[START Task inputs]
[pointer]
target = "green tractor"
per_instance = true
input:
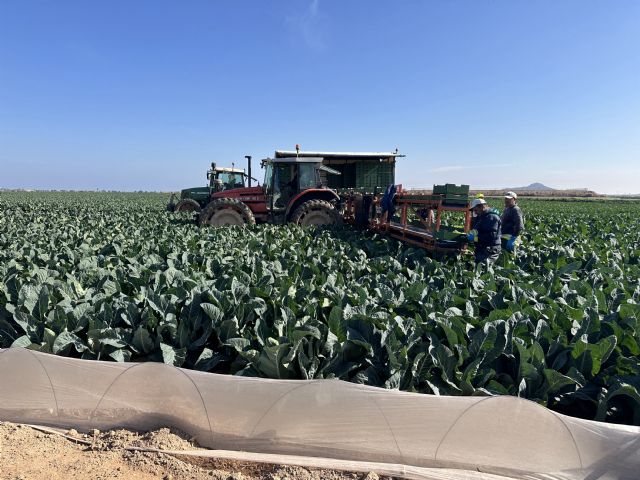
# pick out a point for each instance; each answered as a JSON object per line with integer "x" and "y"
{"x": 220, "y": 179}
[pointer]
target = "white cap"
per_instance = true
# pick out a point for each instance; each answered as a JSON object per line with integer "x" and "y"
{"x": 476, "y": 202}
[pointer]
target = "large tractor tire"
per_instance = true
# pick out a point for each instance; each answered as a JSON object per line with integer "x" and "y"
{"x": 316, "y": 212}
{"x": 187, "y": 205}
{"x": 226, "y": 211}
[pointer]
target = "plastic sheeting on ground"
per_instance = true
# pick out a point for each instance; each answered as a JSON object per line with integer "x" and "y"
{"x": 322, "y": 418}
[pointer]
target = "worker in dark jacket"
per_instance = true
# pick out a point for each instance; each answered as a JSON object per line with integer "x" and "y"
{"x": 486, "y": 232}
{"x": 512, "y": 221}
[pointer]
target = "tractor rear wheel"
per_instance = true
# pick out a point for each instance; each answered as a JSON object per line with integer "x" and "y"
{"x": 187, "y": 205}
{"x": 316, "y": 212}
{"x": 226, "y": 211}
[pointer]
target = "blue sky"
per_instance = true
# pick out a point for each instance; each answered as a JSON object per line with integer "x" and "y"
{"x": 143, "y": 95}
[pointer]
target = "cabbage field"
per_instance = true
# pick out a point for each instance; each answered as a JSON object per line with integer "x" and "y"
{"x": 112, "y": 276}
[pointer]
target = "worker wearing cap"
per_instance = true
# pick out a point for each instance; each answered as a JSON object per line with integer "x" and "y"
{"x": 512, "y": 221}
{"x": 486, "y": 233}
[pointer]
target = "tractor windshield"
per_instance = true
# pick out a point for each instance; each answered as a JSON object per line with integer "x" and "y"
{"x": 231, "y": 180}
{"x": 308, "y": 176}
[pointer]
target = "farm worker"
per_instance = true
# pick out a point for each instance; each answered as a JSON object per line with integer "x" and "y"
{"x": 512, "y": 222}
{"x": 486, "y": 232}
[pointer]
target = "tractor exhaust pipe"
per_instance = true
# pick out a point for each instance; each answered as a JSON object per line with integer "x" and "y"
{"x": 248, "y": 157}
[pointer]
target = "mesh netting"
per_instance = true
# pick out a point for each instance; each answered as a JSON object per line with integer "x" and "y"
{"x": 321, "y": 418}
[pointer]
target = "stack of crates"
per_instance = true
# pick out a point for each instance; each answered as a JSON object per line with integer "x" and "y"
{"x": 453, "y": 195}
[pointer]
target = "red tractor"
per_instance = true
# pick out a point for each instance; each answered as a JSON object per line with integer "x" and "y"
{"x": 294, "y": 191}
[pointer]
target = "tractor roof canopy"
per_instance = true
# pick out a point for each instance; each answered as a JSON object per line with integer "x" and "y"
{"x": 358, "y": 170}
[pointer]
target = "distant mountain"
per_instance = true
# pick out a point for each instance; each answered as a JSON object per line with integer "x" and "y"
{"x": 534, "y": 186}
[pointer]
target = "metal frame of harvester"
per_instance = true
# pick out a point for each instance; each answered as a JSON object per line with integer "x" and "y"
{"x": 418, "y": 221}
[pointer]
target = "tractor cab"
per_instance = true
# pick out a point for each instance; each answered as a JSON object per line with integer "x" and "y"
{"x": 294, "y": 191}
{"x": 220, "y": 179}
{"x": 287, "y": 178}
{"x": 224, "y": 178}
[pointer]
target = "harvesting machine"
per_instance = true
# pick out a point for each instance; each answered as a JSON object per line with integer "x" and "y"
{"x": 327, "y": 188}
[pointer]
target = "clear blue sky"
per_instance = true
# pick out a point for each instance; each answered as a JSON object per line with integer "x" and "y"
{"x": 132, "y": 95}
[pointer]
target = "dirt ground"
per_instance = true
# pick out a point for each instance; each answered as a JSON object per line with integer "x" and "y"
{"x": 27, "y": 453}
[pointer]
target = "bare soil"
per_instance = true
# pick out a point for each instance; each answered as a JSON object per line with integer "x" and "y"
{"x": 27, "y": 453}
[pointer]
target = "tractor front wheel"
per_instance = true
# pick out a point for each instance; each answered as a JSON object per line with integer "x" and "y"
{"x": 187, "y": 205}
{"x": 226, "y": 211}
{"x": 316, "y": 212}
[END Task inputs]
[START Task inputs]
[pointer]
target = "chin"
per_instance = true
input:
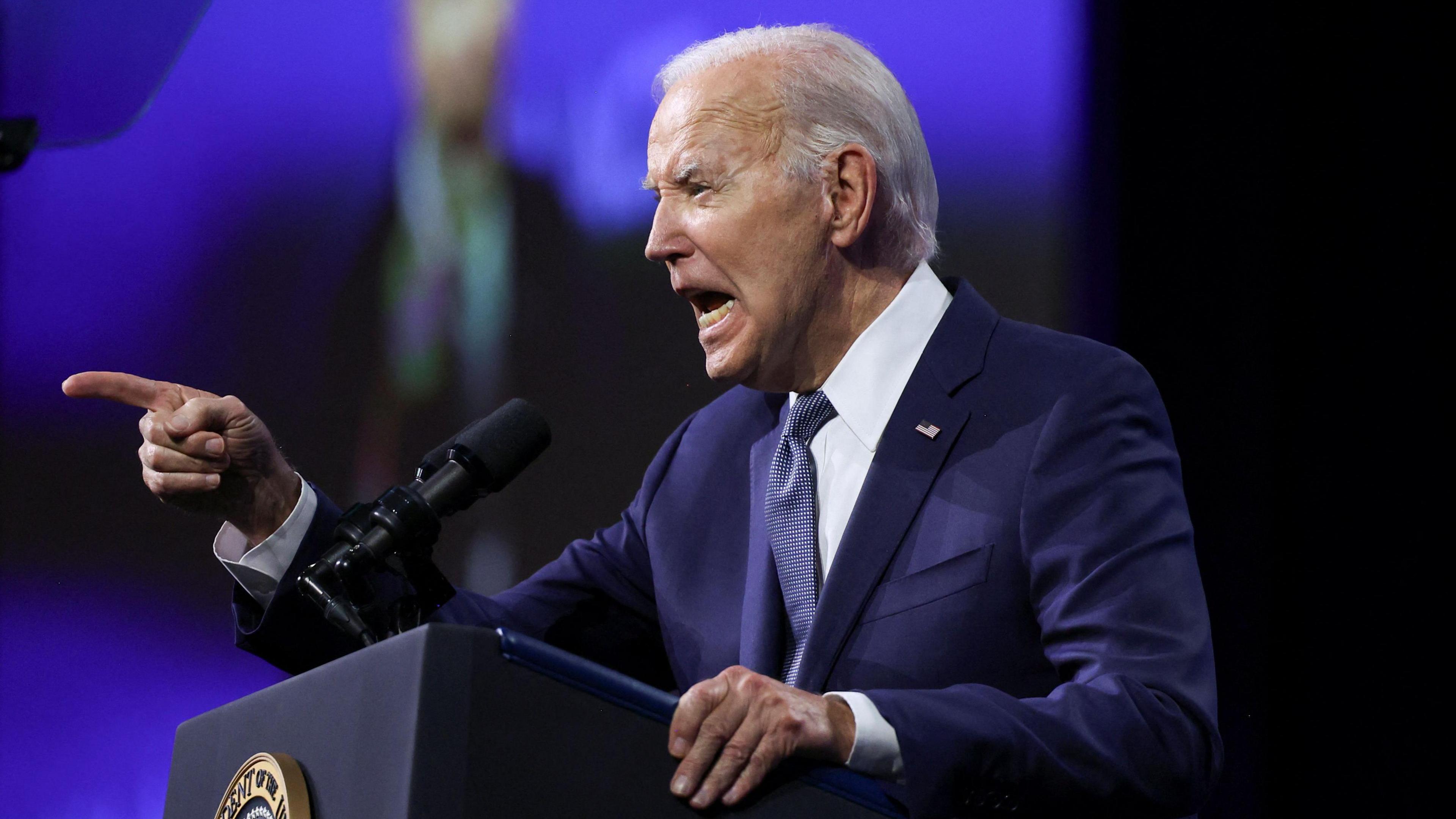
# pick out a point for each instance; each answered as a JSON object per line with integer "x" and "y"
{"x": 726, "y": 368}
[END Task inputs]
Task instructions: Collect every line of the records that contains the string "tractor", matching case exactly.

Final result:
target = "green tractor"
target = "large tractor tire"
target = "tractor rear wheel"
target = "tractor windshield"
target = "tractor exhaust pipe"
target = "red tractor"
target = "tractor roof canopy"
target = "tractor cab"
target = "tractor front wheel"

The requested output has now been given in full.